[Location identification entries]
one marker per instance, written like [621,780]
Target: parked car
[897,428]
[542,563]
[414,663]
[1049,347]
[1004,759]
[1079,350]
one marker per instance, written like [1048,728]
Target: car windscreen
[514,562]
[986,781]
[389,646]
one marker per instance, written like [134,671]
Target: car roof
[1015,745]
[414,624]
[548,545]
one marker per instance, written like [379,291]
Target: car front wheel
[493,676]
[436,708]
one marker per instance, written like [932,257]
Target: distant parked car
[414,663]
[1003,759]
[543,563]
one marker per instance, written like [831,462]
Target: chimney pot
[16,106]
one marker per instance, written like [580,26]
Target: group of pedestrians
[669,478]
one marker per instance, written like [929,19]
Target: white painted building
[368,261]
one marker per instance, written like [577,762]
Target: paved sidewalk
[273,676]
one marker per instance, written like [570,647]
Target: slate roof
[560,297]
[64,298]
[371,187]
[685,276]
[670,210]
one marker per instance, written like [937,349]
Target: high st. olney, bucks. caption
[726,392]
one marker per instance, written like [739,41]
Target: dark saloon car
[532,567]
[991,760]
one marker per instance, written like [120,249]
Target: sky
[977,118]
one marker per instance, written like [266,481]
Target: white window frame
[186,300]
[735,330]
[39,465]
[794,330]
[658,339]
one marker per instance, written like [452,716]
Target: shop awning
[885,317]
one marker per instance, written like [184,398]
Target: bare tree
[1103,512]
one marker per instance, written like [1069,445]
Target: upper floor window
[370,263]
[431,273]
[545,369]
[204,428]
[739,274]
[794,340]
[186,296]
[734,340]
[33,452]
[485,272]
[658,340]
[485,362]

--

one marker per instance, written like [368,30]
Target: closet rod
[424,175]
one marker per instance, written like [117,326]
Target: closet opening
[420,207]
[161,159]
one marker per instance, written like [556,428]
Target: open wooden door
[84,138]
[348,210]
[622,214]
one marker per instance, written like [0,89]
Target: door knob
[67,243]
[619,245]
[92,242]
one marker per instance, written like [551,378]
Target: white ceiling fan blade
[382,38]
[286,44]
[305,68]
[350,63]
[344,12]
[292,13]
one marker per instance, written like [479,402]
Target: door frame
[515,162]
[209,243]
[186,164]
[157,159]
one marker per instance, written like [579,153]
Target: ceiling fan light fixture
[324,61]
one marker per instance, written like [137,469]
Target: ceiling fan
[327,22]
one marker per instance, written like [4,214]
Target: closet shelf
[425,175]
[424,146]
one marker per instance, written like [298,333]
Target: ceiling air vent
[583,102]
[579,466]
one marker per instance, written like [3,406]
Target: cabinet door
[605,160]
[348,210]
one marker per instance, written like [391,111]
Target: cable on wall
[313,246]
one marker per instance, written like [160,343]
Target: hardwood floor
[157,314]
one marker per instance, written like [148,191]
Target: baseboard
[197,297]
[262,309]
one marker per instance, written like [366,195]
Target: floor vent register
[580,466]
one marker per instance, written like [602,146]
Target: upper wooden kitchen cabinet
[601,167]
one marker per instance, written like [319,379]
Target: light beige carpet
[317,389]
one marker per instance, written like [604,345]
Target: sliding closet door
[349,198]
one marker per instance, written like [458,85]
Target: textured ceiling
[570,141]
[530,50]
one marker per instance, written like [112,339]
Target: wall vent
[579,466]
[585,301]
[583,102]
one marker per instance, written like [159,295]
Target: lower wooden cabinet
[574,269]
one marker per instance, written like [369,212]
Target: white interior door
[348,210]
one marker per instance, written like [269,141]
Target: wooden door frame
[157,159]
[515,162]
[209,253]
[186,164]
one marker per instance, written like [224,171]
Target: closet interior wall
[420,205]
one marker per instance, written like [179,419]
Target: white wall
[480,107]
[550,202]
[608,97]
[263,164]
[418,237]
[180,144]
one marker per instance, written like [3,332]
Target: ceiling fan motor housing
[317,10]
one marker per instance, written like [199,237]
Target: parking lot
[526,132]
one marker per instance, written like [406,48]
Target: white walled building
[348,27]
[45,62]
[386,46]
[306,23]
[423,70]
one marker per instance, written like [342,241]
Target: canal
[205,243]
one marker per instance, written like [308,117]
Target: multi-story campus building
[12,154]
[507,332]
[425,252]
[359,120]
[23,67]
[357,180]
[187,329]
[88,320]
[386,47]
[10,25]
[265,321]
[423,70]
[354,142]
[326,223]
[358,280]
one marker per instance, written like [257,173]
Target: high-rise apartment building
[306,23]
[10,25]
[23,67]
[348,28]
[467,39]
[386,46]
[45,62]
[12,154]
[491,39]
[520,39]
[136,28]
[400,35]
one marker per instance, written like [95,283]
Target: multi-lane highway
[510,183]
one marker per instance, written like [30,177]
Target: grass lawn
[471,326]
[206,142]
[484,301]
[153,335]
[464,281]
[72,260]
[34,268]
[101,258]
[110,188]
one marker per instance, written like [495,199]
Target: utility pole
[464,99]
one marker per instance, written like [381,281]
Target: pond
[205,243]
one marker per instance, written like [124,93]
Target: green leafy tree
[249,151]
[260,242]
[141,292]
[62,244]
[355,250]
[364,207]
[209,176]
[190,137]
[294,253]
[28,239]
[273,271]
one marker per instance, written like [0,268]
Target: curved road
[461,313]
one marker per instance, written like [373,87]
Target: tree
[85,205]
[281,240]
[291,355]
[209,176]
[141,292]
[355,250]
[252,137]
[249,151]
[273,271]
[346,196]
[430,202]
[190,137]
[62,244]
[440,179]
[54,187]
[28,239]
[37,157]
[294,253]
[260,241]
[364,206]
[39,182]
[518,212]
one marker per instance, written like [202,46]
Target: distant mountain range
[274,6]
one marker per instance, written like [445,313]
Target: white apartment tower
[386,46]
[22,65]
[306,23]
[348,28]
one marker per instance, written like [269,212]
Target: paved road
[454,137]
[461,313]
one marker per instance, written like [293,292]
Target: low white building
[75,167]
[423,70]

...

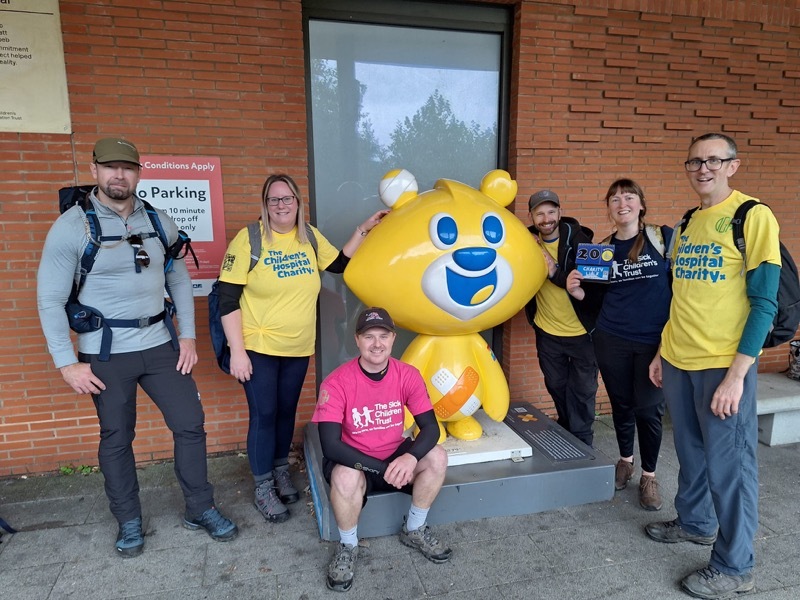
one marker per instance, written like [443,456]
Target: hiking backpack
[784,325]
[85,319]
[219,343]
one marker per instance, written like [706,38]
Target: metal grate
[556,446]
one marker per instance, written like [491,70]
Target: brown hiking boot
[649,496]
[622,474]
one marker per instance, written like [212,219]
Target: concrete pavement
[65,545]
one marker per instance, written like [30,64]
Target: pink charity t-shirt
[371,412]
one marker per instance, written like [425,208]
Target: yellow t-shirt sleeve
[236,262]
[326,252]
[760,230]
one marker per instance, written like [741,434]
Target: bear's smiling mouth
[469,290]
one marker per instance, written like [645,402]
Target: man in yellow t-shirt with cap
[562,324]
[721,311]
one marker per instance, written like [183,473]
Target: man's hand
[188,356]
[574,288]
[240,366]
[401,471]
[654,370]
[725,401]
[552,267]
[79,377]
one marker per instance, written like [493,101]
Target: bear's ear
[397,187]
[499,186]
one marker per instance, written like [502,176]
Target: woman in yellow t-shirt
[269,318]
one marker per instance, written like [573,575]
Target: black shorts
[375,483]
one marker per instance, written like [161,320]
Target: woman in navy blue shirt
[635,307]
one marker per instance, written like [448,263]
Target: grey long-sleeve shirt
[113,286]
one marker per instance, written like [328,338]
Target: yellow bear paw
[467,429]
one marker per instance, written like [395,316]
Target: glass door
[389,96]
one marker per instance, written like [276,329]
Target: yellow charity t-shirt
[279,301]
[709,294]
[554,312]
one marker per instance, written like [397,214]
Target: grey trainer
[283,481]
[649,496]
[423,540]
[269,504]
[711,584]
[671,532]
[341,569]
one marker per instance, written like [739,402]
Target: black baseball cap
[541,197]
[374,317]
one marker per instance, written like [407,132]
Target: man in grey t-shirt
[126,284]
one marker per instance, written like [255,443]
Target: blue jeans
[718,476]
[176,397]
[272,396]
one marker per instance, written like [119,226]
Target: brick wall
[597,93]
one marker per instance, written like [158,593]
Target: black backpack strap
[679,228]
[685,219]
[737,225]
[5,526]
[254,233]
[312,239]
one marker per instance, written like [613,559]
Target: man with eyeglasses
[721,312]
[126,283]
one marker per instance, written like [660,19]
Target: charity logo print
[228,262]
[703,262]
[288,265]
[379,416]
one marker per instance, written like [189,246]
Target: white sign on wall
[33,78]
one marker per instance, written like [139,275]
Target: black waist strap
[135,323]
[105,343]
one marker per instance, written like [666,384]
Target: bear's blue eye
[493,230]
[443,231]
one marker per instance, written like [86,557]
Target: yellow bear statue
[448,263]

What this task involves: Pull out every line of the material above that contains the string "building", matching case exactly.

Solution to this task:
Target: white painted building
Target: white walled building
Target: multi-story campus building
Target: high-rise apartment building
Target: low white building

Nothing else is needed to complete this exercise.